▸ **Texte fourni**:
# # # # #

Non ils ne regardaient pas. Ils n’écoutaient rien…

Et je me suis rappelé qu’il y a quarante ans seulement, à quelques pas d’ici, sur le souk el-Ghazel, ils achetaient encore des esclaves au marché et les payaient moins cher qu’aujourd’hui une mule.

On retrouve dans le texte de Dorgelès quelques-uns des stéréotypes de la littérature coloniale de l’époque à propos du fatalisme oriental et de l’indolence des Arabes mais sa description de « la maison des fous » est assez proche de la réalité. Déjà avant lui des psychiatres français (Lwoff, Sérieux, de Mazel) avaient visité le Maristane de Sidi-Frej et découvert une sorte de cour des miracles ; si le Maristane avait jadis permis de soigner des malades, l’établissement à cette époque n’est plus qu’une ruine et un souvenir où le malade n’est ni maltraité, ni traité.

Au centre de l’antique médina de Fès, au cœur du dédale grouillant de ses souks, accolé à l’illustre sanctuaire de Moulay- Idriss s’élève le Maristane de Sidi Frej, asile ou plutôt prison d’aliénés musulmans, curieux établissement qui retient l’intérêt du visiteur par son triple caractère superposé de lieu sacré, de geôle et d’hôpital, écrivait le Dr. de Mazel en 1921.

Le Maristane Sidi Frej a fonctionné jusqu’en 1943, date à laquelle il a été partiellement détruit par un incendie. À sa réouverture, le bâtiment du maristane a été transformé en kissaria vendant des vêtements et des affaires de maison, ce qui est encore sa fonction aujourd’hui. Les malades ont été transférés dans un nouveau maristane appelé « le nouveau Maristane Sidi Frej » construit en 1949 à Bab Khoukha.

Dans le cadre d’un vaste programme de réhabilitation de la Médina de Fès, la rénovation du Maristane de Sidi Frej est envisagée depuis 2017. Fouad Serghini, directeur de l’Agence de développement et de réhabilitation (Ader-Fès), déclare que « la restauration du Maristane de Sidi Frej est conçue de manière à ce que le site puisse retrouver une fonction sanitaire comme dans le passé. »

# # # # #

▸ **Consignes**:
1. D'après le texte sur le Maristane de Sidi Frej, en quelle année un incendie a-t-il partiellement détruit l'établissement ?
2. Prolongez le texte sur le Maristane de Sidi Frej après sa dernière phrase.
Les items qui suivent proviennent d'une autre source que le texte.

# # # # #

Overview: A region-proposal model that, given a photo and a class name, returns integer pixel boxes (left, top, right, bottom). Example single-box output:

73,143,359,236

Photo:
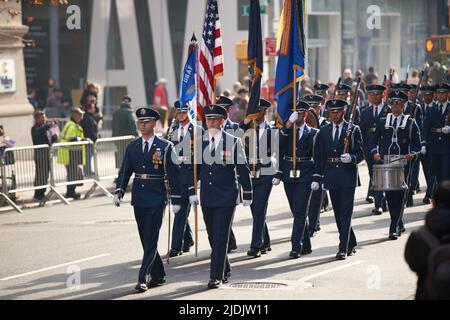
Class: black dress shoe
183,242,194,252
222,272,231,283
300,248,312,256
147,277,166,289
247,248,261,258
134,283,148,293
336,251,347,260
208,279,222,289
389,233,398,240
169,249,183,258
372,208,383,216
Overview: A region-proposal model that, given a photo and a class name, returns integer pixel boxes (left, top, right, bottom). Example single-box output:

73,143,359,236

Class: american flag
198,0,223,106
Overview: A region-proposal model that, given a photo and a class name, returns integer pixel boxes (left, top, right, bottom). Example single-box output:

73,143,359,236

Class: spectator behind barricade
45,88,70,118
0,125,16,164
364,67,380,86
80,81,100,109
153,78,169,128
80,103,98,176
31,111,59,202
230,87,249,123
407,69,420,86
341,69,353,86
27,89,39,111
405,181,450,300
58,108,86,200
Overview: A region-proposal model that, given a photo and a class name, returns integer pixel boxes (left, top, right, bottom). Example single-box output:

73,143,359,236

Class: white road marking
298,260,366,282
0,253,111,281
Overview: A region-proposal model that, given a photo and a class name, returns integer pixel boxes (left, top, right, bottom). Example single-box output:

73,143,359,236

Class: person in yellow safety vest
57,108,86,200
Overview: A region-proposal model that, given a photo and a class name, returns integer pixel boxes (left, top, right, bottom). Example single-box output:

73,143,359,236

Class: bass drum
305,108,319,129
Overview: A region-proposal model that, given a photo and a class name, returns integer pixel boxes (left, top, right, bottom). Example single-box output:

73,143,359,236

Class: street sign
241,4,267,17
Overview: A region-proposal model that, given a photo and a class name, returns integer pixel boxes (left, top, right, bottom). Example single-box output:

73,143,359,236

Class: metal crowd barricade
0,145,67,213
84,136,135,197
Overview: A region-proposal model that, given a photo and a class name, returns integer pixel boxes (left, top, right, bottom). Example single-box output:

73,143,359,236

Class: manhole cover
229,282,287,290
2,221,51,227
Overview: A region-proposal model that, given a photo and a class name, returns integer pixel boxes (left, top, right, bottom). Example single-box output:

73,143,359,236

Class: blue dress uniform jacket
198,132,252,208
372,114,421,235
239,122,279,250
372,114,421,158
423,102,450,183
117,136,181,208
314,122,363,190
276,124,321,183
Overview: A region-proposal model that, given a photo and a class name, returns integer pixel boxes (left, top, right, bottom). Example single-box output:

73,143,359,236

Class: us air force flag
180,36,197,122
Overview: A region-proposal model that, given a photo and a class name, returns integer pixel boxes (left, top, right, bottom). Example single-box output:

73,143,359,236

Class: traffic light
425,35,450,54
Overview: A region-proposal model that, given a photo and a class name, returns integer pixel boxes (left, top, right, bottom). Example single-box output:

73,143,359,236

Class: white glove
341,153,352,163
242,200,252,207
289,112,298,123
172,204,181,214
189,195,199,206
113,194,121,207
311,182,320,191
420,146,427,155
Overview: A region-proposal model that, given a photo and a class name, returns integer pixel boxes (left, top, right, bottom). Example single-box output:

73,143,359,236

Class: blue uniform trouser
308,187,326,234
432,154,450,184
202,207,236,280
171,193,194,251
284,182,311,252
386,190,406,234
134,207,166,283
330,188,357,252
408,160,420,202
420,154,436,198
250,183,273,249
365,154,383,208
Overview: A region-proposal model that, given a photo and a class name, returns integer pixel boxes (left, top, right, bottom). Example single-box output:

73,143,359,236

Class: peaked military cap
303,94,325,107
366,84,386,94
136,108,161,121
203,104,228,119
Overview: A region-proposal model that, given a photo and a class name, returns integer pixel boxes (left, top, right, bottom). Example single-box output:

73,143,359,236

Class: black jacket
80,112,98,142
405,208,450,300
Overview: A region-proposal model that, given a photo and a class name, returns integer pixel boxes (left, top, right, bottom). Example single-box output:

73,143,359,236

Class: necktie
144,141,148,156
180,127,184,143
210,137,216,158
334,126,339,144
393,118,397,130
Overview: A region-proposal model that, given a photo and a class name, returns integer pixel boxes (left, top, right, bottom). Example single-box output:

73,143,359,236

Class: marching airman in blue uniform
314,100,364,260
359,85,391,215
216,96,241,253
167,101,202,257
336,83,361,125
239,99,278,258
303,94,328,238
273,101,320,259
114,108,181,292
423,83,450,184
419,85,436,204
372,90,421,240
404,84,426,207
198,105,253,289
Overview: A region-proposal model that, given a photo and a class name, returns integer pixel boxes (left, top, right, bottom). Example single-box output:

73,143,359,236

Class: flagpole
292,66,297,178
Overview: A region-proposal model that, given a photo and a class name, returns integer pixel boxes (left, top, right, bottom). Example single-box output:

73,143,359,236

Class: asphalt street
0,165,430,300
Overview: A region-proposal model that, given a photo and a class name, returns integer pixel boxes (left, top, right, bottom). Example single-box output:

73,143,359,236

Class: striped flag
198,0,223,107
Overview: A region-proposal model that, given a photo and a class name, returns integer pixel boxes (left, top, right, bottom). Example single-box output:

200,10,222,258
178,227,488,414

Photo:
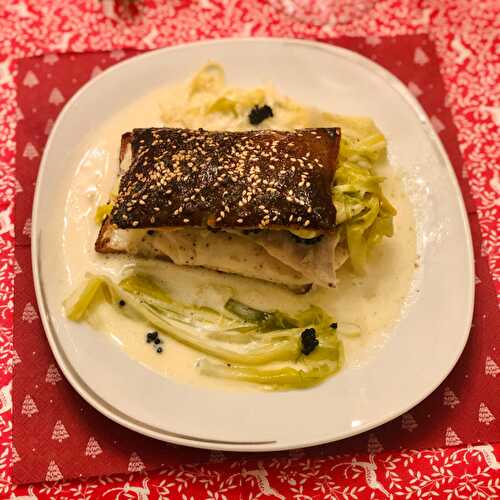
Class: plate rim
31,37,475,452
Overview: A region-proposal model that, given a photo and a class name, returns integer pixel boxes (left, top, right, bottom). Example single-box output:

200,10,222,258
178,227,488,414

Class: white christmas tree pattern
85,436,102,458
21,394,38,418
14,177,24,193
128,451,146,472
52,420,69,443
443,387,460,408
484,356,500,378
109,49,125,61
478,403,495,425
45,460,63,481
413,47,429,66
23,71,40,88
45,364,62,385
22,302,38,323
12,446,21,464
90,66,102,78
368,433,384,453
49,87,64,106
444,427,462,446
401,413,418,432
365,35,381,47
408,82,422,97
23,217,31,238
23,142,38,160
44,118,54,135
12,349,21,366
43,54,59,66
14,259,23,274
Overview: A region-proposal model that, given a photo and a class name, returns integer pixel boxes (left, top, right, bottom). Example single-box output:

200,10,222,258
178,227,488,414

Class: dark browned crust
111,128,340,231
120,132,133,163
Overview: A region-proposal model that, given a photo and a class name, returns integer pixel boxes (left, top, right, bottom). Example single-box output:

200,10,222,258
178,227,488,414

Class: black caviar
290,233,324,245
248,104,273,125
146,332,158,344
300,328,319,356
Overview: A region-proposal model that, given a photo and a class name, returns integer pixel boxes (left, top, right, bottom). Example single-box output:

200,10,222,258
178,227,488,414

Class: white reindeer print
241,462,286,500
103,478,151,500
471,444,500,470
0,381,12,415
332,454,391,497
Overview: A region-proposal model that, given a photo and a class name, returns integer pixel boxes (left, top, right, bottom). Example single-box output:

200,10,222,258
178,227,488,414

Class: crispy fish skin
111,128,340,232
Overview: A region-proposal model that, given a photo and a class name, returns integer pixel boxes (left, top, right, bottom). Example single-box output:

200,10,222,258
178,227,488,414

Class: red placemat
13,36,500,483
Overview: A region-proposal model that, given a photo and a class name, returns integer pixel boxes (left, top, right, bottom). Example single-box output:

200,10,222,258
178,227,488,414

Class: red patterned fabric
0,0,500,499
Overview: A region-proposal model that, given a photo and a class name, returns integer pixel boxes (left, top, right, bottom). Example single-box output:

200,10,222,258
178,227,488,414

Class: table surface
0,0,500,499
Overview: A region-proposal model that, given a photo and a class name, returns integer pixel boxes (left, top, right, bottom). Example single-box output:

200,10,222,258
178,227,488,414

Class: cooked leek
66,274,339,376
198,359,340,390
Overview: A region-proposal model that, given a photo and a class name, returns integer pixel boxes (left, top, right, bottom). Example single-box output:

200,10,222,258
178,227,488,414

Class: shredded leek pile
64,274,342,390
160,62,396,274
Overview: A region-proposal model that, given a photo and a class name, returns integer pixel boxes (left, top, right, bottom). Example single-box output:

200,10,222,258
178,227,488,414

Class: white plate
32,39,474,451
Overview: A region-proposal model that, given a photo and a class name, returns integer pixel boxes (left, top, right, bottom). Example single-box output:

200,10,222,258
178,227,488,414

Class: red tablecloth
0,0,500,499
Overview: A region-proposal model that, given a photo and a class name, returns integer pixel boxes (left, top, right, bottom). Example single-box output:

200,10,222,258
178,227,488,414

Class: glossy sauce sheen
59,87,417,390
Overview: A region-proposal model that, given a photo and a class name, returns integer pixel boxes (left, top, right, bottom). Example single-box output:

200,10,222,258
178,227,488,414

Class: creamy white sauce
60,79,417,389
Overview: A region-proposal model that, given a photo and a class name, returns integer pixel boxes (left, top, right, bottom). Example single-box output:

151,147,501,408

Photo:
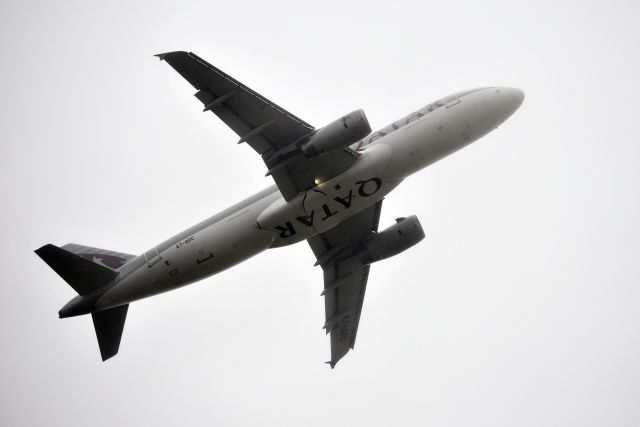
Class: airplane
35,51,524,369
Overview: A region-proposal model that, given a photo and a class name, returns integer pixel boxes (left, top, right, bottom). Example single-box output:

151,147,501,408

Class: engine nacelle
301,110,371,157
362,215,424,265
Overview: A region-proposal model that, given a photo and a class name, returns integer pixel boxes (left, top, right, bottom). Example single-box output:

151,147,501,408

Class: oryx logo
275,177,382,239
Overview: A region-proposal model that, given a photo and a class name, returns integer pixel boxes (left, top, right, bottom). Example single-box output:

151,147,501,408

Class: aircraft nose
495,87,524,122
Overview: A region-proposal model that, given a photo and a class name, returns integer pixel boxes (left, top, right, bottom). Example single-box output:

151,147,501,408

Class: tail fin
35,244,129,361
91,304,129,361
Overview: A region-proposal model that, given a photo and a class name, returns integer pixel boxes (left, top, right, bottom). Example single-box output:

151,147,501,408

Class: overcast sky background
0,0,640,427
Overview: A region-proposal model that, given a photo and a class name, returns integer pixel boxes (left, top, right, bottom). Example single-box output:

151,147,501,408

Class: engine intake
300,110,371,157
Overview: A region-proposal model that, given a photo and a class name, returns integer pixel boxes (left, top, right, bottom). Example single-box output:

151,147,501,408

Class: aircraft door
144,247,160,267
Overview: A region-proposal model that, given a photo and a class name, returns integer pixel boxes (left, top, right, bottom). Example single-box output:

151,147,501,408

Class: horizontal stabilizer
35,244,118,295
62,243,136,270
91,304,129,361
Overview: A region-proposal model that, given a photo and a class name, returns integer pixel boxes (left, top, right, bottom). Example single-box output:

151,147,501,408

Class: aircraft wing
156,52,356,200
307,200,382,368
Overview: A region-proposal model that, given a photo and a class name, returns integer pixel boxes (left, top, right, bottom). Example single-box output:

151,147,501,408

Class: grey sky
0,1,640,427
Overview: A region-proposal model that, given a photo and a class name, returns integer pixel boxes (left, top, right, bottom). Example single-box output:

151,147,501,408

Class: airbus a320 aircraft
35,52,524,368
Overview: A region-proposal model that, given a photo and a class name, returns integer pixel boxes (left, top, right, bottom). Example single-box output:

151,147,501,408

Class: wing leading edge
156,51,356,200
308,200,382,368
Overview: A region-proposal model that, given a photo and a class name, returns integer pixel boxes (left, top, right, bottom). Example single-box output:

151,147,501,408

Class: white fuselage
96,87,523,309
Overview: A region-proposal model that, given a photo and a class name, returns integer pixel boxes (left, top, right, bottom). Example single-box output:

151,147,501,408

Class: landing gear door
195,239,213,264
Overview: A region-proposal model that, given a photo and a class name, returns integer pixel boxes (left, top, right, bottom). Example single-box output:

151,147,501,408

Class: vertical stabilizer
91,304,129,361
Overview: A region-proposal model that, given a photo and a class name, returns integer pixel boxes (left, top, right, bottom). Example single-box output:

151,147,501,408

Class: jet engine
300,110,371,157
362,215,424,265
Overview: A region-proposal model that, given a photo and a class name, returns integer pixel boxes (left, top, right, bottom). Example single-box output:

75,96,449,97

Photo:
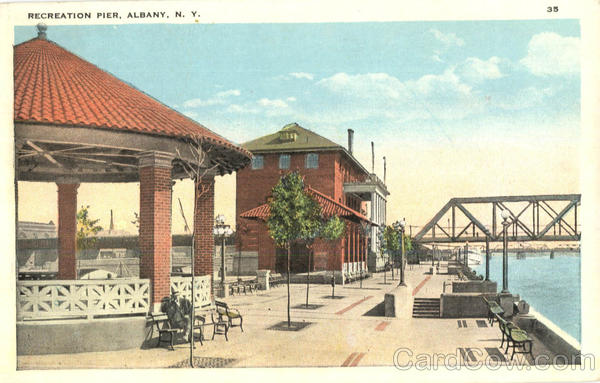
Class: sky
15,20,581,237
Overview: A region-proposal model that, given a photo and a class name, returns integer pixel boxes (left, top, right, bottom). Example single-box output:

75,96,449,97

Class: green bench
150,313,184,350
482,296,504,327
496,315,533,360
215,301,244,337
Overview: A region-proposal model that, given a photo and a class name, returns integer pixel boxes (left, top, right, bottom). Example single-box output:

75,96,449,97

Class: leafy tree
404,234,413,252
382,226,400,279
267,172,321,327
321,215,346,298
77,205,102,250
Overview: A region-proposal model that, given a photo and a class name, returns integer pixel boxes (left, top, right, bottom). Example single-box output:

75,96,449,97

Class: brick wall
58,183,79,279
139,166,171,303
236,150,367,270
194,176,215,282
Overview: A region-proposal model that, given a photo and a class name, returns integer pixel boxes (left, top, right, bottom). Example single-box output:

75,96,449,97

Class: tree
267,172,321,327
77,205,102,250
321,215,346,298
382,226,400,279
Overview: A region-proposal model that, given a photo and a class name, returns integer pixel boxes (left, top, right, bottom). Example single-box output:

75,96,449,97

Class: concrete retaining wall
452,281,498,294
383,285,413,318
440,293,496,318
17,316,148,355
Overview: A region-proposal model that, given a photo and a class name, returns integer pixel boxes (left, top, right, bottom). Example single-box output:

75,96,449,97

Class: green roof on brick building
241,122,344,153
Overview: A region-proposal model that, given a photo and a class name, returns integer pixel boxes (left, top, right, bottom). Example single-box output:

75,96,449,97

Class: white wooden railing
171,275,211,307
17,279,150,320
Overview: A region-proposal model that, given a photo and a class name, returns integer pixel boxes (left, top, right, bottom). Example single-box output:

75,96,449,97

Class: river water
473,252,581,342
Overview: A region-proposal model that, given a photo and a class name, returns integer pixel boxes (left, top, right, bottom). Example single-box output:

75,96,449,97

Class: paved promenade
18,265,546,369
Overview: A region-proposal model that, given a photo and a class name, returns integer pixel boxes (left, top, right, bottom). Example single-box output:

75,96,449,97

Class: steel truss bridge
414,194,581,243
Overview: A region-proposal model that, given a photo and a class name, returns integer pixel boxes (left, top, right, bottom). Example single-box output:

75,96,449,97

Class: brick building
236,123,389,273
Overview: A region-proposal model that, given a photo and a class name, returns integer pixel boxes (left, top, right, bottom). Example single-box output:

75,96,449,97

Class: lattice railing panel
17,279,150,320
171,275,211,307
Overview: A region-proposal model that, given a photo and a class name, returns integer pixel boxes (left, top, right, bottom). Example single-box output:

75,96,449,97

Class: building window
306,153,319,169
252,156,265,169
279,154,291,169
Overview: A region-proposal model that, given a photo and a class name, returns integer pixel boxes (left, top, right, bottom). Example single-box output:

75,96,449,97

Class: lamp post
360,221,371,289
393,218,406,286
213,214,233,296
501,210,510,293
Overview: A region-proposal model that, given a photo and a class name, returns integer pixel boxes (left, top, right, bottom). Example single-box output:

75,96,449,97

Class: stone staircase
413,298,440,318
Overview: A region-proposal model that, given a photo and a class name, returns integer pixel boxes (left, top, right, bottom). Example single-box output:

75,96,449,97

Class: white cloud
258,98,288,109
520,32,580,76
317,69,483,123
317,72,402,99
183,89,242,108
494,86,556,110
226,97,293,116
455,56,507,83
182,110,198,118
290,72,315,81
429,28,465,48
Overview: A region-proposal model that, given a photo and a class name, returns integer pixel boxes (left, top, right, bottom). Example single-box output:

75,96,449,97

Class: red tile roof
14,38,251,161
240,186,376,225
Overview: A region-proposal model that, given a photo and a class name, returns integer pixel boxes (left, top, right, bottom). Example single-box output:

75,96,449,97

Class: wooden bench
482,296,504,327
496,315,533,360
269,273,285,287
215,301,244,332
150,313,183,350
193,303,229,345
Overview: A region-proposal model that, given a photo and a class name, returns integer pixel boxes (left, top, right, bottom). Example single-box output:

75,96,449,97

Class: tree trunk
306,250,311,308
287,243,292,327
331,270,335,299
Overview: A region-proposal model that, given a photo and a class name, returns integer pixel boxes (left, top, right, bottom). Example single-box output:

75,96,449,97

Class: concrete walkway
17,265,552,369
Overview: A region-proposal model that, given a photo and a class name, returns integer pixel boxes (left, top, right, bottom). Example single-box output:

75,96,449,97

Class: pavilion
14,25,251,354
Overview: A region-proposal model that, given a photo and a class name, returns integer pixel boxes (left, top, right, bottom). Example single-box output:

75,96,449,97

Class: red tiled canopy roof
240,186,376,225
14,38,251,161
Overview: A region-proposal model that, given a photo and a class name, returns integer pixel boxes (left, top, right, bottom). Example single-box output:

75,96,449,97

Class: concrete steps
413,298,440,318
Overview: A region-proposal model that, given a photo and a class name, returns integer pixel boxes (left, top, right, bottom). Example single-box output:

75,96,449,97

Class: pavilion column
139,152,173,311
194,176,215,282
56,179,79,279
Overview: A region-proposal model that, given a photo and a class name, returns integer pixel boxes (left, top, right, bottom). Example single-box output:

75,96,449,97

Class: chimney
37,23,48,40
348,129,354,154
371,141,375,174
383,156,387,185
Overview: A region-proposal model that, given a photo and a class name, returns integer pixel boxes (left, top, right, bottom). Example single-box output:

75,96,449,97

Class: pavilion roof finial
36,23,48,40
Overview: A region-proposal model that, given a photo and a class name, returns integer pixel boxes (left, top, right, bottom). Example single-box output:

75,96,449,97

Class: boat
467,247,483,266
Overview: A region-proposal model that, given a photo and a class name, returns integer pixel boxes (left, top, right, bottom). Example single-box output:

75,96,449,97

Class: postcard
0,0,600,381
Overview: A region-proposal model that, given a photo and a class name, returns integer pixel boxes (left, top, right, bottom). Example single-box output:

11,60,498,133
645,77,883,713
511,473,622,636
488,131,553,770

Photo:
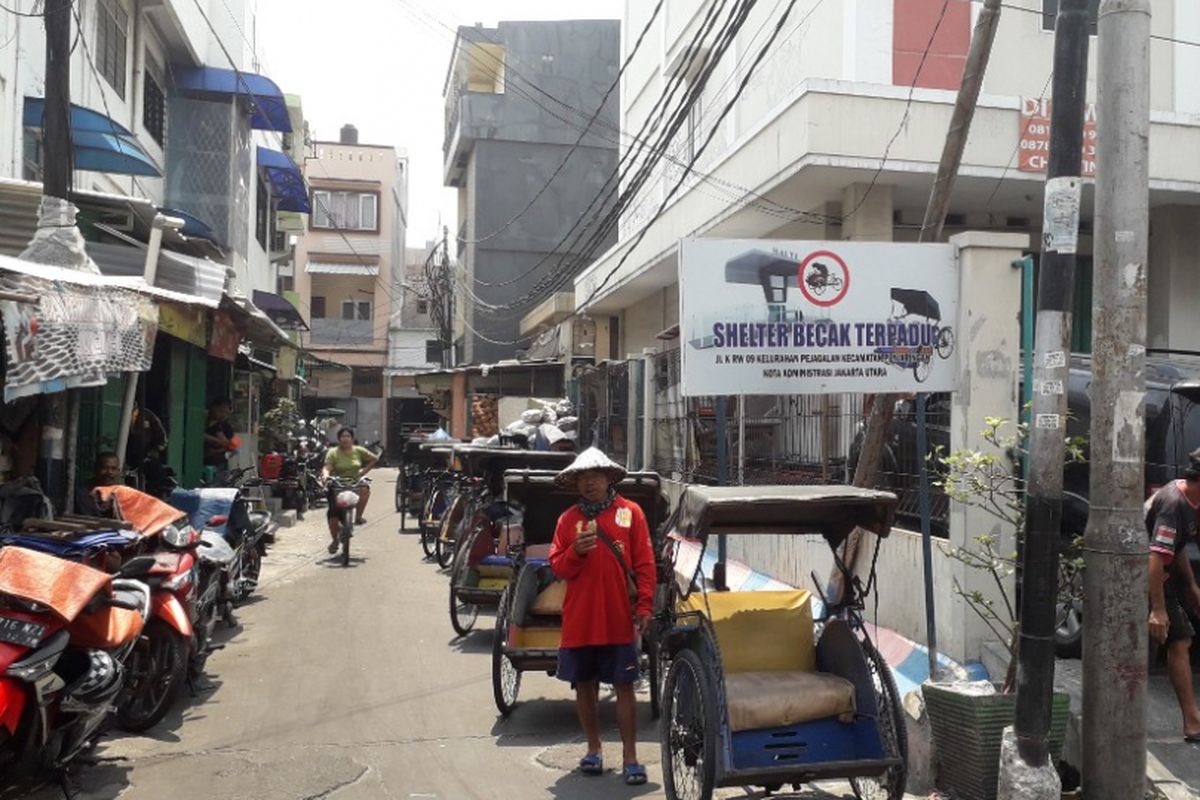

# # # # #

▸ **Réponses dans l'ordre**:
1. En 1943.

2.
Devenu, à cause des affres du temps «souk El Henna» et utilisé en tant que marché de produits hétéroclites et divers (poterie, céramique, produits cosmétiques traditionnels), cet espace devrait être réhabilité pour permettre, entre autre, sa réutilisation en tant qu’espace de médecine douce. Le projet de réhabilitation prévoit la restauration de la structure existante, l’aménagement de l’environnement immédiat, et le transfert des activités actuelles de bazar vers un nouveau fondouk à proximité. D’un coût prévisionnel de 17 millions de dirhams, la réhabilitation du Maristane de Sidi Frej ambitionne la création d’une unité de soins comprenant des salles de consultation, de préparation de médicaments, des blocs administratifs et sanitaires ainsi qu’un musée de médecine traditionnelle, un point de vente de plantes médicinales, une bibliothèque et une salle de conférences. La sauvegarde de ce site a pour objectif de donner aux générations futures la possibilité de revisiter l’histoire de cet important patrimoine, qui au fil du temps, a perdu ses fonctions authentiques. J’ignore où en est la restauration aujourd’hui …

Sur le Maristane Sidi Frej voir également Le Maristane de Sidi Frej et Sidi Freje (Histoires de fous)

À propos de Roland Dorgelès

Roland Dorgelès, de son vrai nom Laurent Lecavalé est né à Amiens en 1886. Après de brèves études à l’École des beaux-arts de Paris, il opte pour le journalisme. Il collabore à différents journaux et entre au Canard enchainé en 1917.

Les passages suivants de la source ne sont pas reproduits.